→ ЦЕЛЬ ЗАДАНИЯ
Продолжите рассуждение об эстетическом прощении, начав сразу после его последнего предложения.

→ ФРАГМЕНТ ДОКУМЕНТА
▬▬▬▬▬▬▬▬▬▬

Эстетическое прощение
Серьезность этого прощения постигается благодаря неприемлемому ужасу и в самом этом ужасе. Эта серьезность улавливается в психоаналитическом выслушивании, которое не судит и не подсчитывает, а пытается распутать и восстановить. Его спиральная темпоральность реализуется во времени письма. Именно потому, что я отделен от своего бессознательного новым переносом на нового другого или на новый Идеал, я получаю возможность выписать драматургию моего насилия и моего отчаяния, которые, однако, все равно невозможно забыть. Время этого отделения и этого нового начала, поддерживающее сам акт письма, не обязательно проявляется в темах повествования, в которых может открываться только ад бессознательного. Но оно может обнаруживаться и в виде эпилога, как, например, в «Преступлении и наказании», где линия романа подвешивается, но затем, однако, продолжается в новом романе. Не забытое, но означенное благодаря прощению преступление, записанный ужас — вот условие красоты. Нет красоты вне прощения, которое помнит о низости и отсеивает ее при помощи дестабилизированных, музыкальных, заново пропитанных чувственностью знаков любовной речи. Прощение эстетично, так что дискурсы (религии, философии, идеологии), которые привязаны к динамике прощения, задают условие раскрытия эстетического в их окрестности.

▬▬▬▬▬▬▬▬▬▬

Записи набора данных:

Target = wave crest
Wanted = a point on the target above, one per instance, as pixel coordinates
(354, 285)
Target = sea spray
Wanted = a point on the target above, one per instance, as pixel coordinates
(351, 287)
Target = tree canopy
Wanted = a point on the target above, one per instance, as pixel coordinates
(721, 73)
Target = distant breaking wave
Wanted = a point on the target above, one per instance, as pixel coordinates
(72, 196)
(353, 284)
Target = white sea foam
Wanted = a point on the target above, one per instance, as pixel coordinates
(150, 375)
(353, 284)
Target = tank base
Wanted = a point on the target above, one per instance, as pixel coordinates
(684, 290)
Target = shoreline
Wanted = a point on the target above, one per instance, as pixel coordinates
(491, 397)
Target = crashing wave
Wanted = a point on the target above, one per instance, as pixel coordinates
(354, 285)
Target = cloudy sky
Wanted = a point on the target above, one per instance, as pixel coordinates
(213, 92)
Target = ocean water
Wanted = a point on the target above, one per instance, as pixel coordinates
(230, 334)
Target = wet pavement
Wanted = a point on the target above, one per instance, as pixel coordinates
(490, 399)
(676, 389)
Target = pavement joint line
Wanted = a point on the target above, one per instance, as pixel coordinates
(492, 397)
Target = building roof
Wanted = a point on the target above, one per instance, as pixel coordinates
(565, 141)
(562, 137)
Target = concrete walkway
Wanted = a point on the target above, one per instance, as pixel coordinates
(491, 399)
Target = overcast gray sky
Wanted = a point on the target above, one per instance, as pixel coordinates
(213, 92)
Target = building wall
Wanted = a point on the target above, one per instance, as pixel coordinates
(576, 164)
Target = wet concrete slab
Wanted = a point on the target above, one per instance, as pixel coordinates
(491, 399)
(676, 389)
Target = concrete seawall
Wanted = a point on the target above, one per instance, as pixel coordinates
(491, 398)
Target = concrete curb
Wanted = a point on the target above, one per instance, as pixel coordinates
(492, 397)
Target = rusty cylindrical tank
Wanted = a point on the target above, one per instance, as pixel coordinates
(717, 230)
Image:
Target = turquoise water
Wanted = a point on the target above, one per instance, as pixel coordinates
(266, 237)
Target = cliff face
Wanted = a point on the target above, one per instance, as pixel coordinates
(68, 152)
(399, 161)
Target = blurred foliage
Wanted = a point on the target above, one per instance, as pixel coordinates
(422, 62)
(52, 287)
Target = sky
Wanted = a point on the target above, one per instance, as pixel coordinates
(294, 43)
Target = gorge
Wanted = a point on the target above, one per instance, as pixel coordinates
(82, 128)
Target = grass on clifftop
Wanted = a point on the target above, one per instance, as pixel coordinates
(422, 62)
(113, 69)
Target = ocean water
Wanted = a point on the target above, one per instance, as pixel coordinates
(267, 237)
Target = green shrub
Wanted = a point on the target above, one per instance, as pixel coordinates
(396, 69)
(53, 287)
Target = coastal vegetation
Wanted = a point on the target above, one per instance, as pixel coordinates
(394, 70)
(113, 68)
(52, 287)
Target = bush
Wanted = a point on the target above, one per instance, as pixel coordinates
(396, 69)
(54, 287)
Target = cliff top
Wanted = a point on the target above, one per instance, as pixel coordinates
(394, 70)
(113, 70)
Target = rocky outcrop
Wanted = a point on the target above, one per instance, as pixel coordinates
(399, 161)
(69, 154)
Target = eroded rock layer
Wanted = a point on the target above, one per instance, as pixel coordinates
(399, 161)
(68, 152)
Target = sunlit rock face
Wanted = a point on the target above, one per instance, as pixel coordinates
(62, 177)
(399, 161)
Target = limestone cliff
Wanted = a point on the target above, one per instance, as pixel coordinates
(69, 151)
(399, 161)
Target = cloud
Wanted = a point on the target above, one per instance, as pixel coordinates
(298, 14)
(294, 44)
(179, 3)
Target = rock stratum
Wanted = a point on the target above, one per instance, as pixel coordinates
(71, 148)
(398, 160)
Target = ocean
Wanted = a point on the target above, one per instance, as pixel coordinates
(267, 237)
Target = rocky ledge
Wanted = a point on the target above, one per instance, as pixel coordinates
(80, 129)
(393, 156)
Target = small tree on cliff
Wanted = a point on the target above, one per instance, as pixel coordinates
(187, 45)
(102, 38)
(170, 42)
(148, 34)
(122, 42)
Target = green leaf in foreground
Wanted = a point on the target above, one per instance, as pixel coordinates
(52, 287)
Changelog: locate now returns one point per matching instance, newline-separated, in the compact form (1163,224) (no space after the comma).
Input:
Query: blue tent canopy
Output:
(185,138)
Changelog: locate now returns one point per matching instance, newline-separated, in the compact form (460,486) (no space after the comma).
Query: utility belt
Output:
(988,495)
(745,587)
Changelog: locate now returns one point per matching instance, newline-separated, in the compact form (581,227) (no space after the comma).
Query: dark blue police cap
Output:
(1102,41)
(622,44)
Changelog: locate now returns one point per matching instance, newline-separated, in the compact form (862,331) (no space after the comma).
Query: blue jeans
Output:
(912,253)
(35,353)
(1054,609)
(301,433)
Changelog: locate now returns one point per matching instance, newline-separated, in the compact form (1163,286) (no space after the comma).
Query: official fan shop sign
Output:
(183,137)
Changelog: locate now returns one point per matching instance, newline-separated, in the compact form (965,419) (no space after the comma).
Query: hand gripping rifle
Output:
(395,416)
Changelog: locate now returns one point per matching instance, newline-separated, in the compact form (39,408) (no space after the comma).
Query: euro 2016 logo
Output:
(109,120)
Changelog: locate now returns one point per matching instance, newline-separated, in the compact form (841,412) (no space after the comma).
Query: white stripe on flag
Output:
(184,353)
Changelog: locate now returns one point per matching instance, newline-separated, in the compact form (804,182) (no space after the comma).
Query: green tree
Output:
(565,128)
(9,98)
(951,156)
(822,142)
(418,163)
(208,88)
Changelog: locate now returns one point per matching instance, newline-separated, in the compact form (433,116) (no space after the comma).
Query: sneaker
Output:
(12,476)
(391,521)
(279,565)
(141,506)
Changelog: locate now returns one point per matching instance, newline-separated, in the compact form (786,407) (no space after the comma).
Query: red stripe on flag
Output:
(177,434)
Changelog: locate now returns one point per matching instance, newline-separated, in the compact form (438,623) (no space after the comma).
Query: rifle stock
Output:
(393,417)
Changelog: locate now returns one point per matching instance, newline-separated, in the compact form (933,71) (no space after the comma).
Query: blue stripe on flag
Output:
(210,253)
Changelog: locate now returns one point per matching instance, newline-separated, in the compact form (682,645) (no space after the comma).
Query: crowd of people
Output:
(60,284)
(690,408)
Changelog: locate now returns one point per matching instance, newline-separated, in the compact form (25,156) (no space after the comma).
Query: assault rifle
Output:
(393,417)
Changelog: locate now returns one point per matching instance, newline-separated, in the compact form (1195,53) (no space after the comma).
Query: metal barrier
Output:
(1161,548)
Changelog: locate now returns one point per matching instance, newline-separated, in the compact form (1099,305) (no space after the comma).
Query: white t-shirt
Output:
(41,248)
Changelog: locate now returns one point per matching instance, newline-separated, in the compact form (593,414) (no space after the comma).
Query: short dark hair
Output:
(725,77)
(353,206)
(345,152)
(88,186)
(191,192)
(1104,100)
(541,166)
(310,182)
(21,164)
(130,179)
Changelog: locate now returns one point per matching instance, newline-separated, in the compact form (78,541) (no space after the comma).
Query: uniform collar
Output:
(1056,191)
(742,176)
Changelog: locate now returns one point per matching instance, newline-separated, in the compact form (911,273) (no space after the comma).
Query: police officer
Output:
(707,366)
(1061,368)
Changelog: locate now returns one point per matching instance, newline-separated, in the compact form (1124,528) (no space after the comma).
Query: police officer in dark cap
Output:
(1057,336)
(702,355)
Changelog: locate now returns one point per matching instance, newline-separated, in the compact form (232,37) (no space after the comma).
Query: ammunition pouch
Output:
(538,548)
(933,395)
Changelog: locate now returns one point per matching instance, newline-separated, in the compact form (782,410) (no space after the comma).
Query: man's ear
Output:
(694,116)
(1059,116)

▬▬▬▬▬▬▬▬▬▬

→ РЕЗУЛЬТАТ ЗАДАНИЯ
Это прощение исходно предполагает определенное желание, постулат или схему — смысл существует. Это не обязательно означает отказ от бессмыслицы или маниакальную экзальтацию как ответ на отчаяние (даже если в некоторых случаях господствовать может именно этот ход). Этот жест утверждения и вписывания смысла, которым является прощение, несет в себе — как будто в виде собственной подкладки — раздробление смысла, меланхолию и отвращение. Включая их в себя, он их смещает, поглощая, преобразует их и связывает с чем-то другим. «Смысл есть» — это в высшей степени трансферентный жест, который заставляет существовать третьего ради другого и посредством другого. Прощение первым делом проявляется в качестве обустройства формы. И следствием его оказывается переход к делу, к действию, Kpoesis. Оформление отношений униженных и оскорбленных индивидуумов — гармония группы. Оформление знаков: гармония произведения — без экзегезы, без объяснения, без понимания. Техника и искусство. Первичный аспект подобного действия проясняет, почему оно способно достичь, обходясь без слов и интеллекта, эмоций и травмированных тел. Однако в этой экономии нет ничего примитивного. Логическая возможность снятия (Aufliebung), подразумеваемая ею (бессмыслица и смысл, положительный скачок, включающий собственное возможное небытие), проистекает из прочной привязки субъекта к жертвенному идеалу. Тот, кто находится в сфере прощения, — кто его дарует и его принимает, — способен отождествиться с любящим отцом, с воображаемым отцом, с которым, следовательно, возможно примириться ради нового символического закона.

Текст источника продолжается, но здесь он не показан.